INSTRUCTIONS FOR THE TASK: Starting from the line containing "Find the grassy", write out the rest of the entries exactly, through the final line, including nothing else.

RECORDS PROVIDED:
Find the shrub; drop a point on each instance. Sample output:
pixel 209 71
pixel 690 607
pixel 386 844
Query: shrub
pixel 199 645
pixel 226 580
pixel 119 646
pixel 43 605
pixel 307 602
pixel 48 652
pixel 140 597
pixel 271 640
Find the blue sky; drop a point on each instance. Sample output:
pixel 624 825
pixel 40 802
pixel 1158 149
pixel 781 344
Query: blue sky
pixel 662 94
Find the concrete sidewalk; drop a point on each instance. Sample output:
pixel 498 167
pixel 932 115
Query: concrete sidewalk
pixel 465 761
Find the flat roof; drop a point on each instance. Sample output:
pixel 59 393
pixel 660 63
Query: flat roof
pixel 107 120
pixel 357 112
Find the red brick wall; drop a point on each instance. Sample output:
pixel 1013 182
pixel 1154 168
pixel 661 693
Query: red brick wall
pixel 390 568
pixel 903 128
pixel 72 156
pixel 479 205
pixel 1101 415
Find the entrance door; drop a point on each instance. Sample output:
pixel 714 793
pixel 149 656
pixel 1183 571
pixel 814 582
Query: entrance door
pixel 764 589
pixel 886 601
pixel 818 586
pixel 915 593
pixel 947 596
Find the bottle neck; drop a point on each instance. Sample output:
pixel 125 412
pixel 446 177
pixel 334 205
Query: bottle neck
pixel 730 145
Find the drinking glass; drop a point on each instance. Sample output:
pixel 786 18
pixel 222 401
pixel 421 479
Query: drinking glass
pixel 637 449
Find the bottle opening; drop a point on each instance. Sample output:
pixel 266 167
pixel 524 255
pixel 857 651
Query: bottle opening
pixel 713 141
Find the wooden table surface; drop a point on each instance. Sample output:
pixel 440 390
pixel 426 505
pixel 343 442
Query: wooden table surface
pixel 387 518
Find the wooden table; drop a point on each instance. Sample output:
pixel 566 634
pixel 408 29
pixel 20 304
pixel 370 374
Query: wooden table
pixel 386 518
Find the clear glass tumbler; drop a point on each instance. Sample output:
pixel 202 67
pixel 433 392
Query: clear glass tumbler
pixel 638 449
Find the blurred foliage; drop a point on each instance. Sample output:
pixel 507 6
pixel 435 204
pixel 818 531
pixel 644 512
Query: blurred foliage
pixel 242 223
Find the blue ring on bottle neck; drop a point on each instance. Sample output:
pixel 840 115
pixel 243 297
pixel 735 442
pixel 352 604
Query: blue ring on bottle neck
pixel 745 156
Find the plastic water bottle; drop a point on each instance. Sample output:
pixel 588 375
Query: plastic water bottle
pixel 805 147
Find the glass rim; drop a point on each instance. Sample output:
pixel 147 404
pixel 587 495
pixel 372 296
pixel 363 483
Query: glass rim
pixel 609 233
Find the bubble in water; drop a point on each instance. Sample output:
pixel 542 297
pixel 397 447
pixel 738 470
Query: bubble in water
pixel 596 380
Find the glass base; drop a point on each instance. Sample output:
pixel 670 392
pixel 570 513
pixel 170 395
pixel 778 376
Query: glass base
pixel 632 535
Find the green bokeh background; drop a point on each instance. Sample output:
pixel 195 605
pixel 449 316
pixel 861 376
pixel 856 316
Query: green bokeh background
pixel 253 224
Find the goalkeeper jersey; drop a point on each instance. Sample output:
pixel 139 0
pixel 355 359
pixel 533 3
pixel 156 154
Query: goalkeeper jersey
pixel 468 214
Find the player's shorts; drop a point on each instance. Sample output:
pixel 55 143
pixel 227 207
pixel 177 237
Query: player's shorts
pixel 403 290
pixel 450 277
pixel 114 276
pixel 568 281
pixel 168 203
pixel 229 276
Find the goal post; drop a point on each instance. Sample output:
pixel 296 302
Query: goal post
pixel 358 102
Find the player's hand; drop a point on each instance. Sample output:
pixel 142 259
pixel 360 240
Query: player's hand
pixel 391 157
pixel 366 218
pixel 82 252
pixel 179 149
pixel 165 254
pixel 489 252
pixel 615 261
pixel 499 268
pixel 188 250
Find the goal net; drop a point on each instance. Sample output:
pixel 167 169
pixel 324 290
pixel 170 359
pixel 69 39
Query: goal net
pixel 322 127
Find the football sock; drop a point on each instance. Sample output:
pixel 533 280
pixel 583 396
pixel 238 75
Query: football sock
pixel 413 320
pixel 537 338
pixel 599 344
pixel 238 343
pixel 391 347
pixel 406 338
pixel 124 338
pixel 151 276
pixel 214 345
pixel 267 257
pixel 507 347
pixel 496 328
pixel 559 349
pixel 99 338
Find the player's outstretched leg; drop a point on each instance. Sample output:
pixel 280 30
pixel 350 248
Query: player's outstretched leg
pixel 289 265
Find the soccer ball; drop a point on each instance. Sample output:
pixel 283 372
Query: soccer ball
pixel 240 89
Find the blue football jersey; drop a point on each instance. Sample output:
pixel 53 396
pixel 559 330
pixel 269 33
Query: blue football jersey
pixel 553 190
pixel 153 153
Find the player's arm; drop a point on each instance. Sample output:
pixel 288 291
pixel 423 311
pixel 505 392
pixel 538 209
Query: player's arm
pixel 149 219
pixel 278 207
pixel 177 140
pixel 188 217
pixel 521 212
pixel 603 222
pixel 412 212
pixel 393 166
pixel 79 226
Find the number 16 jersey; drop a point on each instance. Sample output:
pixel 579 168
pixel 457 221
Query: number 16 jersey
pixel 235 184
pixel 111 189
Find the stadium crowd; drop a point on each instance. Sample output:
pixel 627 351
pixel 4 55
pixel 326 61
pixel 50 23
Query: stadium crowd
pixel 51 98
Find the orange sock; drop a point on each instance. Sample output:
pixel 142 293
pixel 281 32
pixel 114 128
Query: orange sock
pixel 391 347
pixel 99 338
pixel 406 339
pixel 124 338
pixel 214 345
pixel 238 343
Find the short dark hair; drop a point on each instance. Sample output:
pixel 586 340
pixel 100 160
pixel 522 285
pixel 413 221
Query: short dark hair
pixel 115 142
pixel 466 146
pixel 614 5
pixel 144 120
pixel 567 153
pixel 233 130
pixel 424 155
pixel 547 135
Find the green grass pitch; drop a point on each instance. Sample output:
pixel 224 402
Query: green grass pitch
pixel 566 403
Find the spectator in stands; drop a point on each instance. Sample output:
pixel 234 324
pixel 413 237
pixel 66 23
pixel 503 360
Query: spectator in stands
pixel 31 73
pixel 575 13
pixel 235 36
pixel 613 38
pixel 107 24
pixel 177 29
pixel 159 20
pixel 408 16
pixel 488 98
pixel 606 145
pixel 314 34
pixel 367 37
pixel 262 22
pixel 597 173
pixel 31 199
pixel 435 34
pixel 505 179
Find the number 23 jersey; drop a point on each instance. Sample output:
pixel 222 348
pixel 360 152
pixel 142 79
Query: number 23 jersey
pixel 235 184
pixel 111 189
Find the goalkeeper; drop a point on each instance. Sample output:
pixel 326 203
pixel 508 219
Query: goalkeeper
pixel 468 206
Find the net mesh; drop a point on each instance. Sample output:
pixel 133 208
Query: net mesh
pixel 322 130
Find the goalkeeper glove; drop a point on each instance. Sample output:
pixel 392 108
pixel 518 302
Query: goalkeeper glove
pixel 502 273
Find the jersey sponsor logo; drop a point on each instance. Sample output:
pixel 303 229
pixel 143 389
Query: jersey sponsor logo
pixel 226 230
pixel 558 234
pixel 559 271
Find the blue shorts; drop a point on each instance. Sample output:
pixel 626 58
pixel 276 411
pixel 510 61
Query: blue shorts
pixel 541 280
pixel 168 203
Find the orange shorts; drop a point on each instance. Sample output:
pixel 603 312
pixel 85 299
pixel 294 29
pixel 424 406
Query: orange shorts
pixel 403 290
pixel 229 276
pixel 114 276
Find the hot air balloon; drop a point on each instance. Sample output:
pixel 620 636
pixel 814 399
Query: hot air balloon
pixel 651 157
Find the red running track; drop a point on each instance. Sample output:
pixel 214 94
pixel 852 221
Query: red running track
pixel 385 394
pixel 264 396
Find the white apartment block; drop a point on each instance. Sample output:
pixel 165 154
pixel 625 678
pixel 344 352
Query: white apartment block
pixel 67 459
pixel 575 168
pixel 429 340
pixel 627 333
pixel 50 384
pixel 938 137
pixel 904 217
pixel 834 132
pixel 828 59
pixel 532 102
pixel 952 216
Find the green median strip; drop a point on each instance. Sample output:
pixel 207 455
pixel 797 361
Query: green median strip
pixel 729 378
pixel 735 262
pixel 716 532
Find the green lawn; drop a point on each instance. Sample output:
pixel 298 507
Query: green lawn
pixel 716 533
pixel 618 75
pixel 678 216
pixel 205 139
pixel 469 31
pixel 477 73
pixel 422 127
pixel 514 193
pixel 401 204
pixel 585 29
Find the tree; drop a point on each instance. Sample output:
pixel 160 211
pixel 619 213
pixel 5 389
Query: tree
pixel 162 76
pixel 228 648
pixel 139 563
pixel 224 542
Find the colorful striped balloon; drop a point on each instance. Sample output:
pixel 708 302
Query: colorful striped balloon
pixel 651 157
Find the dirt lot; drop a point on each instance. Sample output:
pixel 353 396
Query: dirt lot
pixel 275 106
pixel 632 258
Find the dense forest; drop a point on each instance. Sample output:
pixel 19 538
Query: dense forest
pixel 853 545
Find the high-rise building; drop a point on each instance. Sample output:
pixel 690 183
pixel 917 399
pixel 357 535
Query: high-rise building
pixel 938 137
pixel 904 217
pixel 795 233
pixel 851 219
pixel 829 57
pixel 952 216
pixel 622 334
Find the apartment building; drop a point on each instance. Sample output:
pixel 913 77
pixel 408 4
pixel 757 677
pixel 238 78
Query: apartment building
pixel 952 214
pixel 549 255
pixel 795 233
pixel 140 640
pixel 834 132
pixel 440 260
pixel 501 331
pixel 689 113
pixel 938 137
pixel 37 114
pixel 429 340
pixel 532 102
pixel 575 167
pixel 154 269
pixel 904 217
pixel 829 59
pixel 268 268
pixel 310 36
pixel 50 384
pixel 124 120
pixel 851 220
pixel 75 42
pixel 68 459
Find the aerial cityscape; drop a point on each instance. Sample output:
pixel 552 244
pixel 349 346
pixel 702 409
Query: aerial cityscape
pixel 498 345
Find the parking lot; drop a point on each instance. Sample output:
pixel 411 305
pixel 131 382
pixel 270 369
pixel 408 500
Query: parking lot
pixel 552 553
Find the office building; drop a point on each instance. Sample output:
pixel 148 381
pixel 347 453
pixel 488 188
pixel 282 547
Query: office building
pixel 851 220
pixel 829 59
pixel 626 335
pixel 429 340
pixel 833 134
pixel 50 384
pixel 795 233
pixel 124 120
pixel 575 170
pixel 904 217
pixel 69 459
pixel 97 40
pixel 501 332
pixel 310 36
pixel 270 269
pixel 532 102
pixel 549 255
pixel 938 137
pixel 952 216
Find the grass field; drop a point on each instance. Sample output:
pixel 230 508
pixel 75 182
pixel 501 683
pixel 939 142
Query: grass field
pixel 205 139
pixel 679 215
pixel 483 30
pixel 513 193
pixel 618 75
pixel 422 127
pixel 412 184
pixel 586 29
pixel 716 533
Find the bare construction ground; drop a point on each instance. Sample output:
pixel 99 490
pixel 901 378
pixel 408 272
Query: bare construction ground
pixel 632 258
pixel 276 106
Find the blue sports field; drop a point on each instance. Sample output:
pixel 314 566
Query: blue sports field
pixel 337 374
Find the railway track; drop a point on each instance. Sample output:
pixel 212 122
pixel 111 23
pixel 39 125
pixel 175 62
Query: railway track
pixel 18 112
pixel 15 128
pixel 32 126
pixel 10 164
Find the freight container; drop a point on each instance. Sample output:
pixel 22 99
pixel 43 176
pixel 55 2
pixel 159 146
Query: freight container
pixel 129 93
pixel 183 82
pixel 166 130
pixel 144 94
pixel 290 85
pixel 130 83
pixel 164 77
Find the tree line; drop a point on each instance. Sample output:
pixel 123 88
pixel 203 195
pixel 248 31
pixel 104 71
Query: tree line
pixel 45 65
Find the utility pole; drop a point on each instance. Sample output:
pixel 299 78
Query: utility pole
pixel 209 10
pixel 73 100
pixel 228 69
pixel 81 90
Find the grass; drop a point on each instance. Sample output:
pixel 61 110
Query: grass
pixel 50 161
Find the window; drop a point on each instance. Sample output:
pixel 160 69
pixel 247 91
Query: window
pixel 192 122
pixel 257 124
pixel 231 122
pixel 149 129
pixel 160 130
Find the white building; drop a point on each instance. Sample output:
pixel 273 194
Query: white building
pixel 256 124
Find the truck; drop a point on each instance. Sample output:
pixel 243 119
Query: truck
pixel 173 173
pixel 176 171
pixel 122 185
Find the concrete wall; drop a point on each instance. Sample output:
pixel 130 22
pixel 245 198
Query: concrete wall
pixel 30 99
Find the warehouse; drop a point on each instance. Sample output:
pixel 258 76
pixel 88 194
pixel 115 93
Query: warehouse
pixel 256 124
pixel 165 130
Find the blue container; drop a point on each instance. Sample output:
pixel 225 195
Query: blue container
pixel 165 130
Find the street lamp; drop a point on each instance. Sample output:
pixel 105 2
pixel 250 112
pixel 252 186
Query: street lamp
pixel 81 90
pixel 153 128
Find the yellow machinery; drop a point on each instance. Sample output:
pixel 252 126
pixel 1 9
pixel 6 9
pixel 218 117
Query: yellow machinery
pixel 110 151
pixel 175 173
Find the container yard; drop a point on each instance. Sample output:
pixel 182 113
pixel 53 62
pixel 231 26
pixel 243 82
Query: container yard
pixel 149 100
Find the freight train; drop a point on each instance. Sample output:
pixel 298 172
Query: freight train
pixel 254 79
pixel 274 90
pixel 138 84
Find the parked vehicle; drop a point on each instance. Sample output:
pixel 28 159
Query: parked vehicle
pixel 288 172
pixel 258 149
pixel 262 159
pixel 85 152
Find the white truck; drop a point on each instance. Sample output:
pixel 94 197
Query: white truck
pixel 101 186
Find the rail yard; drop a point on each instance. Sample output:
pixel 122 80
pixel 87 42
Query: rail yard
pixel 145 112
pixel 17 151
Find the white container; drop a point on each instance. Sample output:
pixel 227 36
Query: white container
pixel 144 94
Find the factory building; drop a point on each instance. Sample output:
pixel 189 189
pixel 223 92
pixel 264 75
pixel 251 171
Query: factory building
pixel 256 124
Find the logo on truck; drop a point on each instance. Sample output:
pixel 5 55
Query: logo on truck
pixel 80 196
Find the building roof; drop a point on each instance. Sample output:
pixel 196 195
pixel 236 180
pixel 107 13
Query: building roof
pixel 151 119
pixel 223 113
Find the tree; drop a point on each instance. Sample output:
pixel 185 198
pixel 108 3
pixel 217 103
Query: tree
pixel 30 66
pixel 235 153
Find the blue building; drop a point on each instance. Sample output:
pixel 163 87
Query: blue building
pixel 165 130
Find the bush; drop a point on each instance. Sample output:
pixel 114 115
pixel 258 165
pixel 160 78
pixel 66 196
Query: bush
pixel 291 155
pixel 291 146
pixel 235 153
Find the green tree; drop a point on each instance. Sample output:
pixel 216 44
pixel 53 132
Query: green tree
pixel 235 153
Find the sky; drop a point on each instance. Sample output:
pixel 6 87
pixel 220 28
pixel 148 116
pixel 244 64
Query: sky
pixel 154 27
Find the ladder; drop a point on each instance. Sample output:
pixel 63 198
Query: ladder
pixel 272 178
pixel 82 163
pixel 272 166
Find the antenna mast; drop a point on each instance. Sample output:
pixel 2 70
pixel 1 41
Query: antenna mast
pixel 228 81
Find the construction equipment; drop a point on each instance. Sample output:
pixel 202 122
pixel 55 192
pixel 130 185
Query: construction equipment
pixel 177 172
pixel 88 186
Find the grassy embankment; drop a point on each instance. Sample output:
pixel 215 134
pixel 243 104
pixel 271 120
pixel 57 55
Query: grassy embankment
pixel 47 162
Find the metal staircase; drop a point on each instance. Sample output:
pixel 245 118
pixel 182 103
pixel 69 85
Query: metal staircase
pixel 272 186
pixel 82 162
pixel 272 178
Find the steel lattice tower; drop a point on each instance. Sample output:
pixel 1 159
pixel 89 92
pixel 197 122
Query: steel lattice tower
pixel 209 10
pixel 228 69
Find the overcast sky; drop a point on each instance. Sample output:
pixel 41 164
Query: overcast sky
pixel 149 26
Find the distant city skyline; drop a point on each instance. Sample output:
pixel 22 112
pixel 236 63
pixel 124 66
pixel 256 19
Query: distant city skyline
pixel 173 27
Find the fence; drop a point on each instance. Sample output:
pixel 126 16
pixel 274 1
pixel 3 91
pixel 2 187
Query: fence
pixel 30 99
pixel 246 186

RESULT OF THE EXERCISE:
Find the grassy embankment; drop a point on each instance. Sample output:
pixel 215 134
pixel 243 104
pixel 271 120
pixel 57 55
Query: grassy embankment
pixel 47 162
Find the metal staircase; drop a point on each instance. Sample output:
pixel 245 118
pixel 182 103
pixel 69 85
Query: metal staircase
pixel 272 186
pixel 82 162
pixel 272 178
Find the steel lattice tower; drop a point on each instance. Sample output:
pixel 1 159
pixel 89 92
pixel 197 122
Query: steel lattice tower
pixel 209 10
pixel 228 69
Find the overcast sky; drop a point on each instance. Sample output:
pixel 41 164
Query: overcast sky
pixel 149 26
Find the distant city skyline; drop a point on each instance. Sample output:
pixel 22 112
pixel 236 63
pixel 124 66
pixel 256 19
Query: distant city skyline
pixel 173 27
Find the fence; drop a point on each instance. Sample output:
pixel 126 16
pixel 274 1
pixel 3 91
pixel 2 187
Query: fence
pixel 30 99
pixel 246 186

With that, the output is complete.